▸ Extracted information:
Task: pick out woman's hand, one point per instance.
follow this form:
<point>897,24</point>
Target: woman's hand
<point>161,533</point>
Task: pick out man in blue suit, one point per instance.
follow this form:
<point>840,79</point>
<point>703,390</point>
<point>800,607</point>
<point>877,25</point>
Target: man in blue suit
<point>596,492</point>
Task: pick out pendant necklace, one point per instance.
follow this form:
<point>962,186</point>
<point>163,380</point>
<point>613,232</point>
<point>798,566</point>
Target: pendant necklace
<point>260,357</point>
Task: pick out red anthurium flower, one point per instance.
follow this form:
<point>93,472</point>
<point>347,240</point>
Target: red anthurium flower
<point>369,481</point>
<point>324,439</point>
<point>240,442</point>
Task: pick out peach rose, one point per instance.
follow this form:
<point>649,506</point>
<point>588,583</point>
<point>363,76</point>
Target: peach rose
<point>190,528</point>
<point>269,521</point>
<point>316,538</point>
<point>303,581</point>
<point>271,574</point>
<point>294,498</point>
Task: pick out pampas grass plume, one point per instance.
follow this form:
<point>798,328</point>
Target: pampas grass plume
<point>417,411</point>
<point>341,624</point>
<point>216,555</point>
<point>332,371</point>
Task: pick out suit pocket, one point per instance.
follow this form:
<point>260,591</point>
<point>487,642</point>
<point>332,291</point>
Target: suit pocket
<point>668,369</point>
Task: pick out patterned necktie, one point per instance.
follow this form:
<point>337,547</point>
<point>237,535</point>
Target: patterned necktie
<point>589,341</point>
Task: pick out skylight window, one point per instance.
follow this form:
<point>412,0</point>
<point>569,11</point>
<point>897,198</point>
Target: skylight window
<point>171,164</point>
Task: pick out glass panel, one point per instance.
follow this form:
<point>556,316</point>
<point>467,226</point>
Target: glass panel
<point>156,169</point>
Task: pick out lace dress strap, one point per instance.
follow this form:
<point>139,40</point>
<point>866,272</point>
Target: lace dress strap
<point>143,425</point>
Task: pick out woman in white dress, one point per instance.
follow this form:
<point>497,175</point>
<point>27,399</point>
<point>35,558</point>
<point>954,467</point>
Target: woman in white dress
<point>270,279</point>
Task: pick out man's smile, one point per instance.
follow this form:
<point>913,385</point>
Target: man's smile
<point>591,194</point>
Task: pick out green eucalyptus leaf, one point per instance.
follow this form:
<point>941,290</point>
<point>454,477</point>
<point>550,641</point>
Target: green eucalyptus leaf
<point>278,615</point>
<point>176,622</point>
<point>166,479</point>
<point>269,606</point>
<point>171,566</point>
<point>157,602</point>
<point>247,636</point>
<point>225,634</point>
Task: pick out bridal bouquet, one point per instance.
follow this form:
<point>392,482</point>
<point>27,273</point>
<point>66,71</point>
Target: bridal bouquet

▸ What is asked: Rewrite every line of the listing above as a numbered list, leaving out any blank lines.

▸ Task result:
1. Task: pick out woman's hand, one point per instance.
2. follow this form:
3. <point>897,24</point>
4. Target: woman's hand
5. <point>161,533</point>
6. Task: pick out man in blue suit, one point per instance.
7. follow this form:
8. <point>840,79</point>
9. <point>703,390</point>
10. <point>800,607</point>
11. <point>877,25</point>
12. Target: man in blue suit
13. <point>596,492</point>
14. Task: pick out pendant necklace, one point per instance.
15. follow this form:
16. <point>962,186</point>
17. <point>163,380</point>
18. <point>613,232</point>
19. <point>798,566</point>
20. Target: pendant necklace
21. <point>260,357</point>
22. Task: pick out red anthurium flower, one point per instance.
23. follow this form:
24. <point>93,472</point>
25. <point>347,240</point>
26. Target: red anthurium flower
27. <point>369,481</point>
28. <point>324,439</point>
29. <point>240,442</point>
30. Task: pick out peach rose, one point per instance.
31. follow this form:
32. <point>649,506</point>
33. <point>588,583</point>
34. <point>363,76</point>
35. Target: peach rose
36. <point>190,528</point>
37. <point>269,521</point>
38. <point>316,538</point>
39. <point>303,581</point>
40. <point>271,574</point>
41. <point>294,498</point>
42. Task: pick out pampas grass plume, one point per instance.
43. follow this form:
44. <point>798,328</point>
45. Target: pampas grass plume
46. <point>417,411</point>
47. <point>341,624</point>
48. <point>216,555</point>
49. <point>332,371</point>
50. Task: pick out suit pocket, one point per instance.
51. follow this form:
52. <point>260,591</point>
53. <point>487,642</point>
54. <point>332,291</point>
55. Target: suit pocket
56. <point>668,369</point>
57. Task: pick out patterned necktie, one point per instance.
58. follow this form:
59. <point>337,547</point>
60. <point>237,535</point>
61. Target: patterned necktie
62. <point>589,341</point>
63. Task: pick out skylight window, one point per instance.
64. follow this form:
65. <point>412,0</point>
66. <point>569,11</point>
67. <point>897,198</point>
68. Target: skylight window
69. <point>171,164</point>
70. Task: pick out glass panel, one point per instance.
71. follow this form:
72. <point>556,316</point>
73. <point>467,226</point>
74. Target: glass panel
75. <point>156,169</point>
76. Task: pick out lace dress strap, one point per instance.
77. follow this form:
78. <point>139,40</point>
79. <point>866,272</point>
80. Target: lace dress strap
81. <point>143,425</point>
82. Task: pick out woman in white dress, one point per instance.
83. follow this form:
84. <point>497,175</point>
85. <point>27,399</point>
86. <point>35,558</point>
87. <point>954,467</point>
88. Target: woman in white dress
89. <point>270,279</point>
90. Task: pick out man's smile, one point per instance.
91. follow this form:
92. <point>913,385</point>
93. Target: man's smile
94. <point>591,194</point>
95. Task: pick out green eucalyptus leaf, one point per instance.
96. follow this form:
97. <point>941,290</point>
98. <point>454,477</point>
99. <point>550,641</point>
100. Target: green eucalyptus leaf
101. <point>278,615</point>
102. <point>176,622</point>
103. <point>166,479</point>
104. <point>269,606</point>
105. <point>171,566</point>
106. <point>157,602</point>
107. <point>247,636</point>
108. <point>225,634</point>
109. Task: pick out bridal bouquet, one point per instance.
110. follow this form:
111. <point>392,482</point>
112. <point>27,273</point>
113. <point>66,71</point>
114. Target: bridal bouquet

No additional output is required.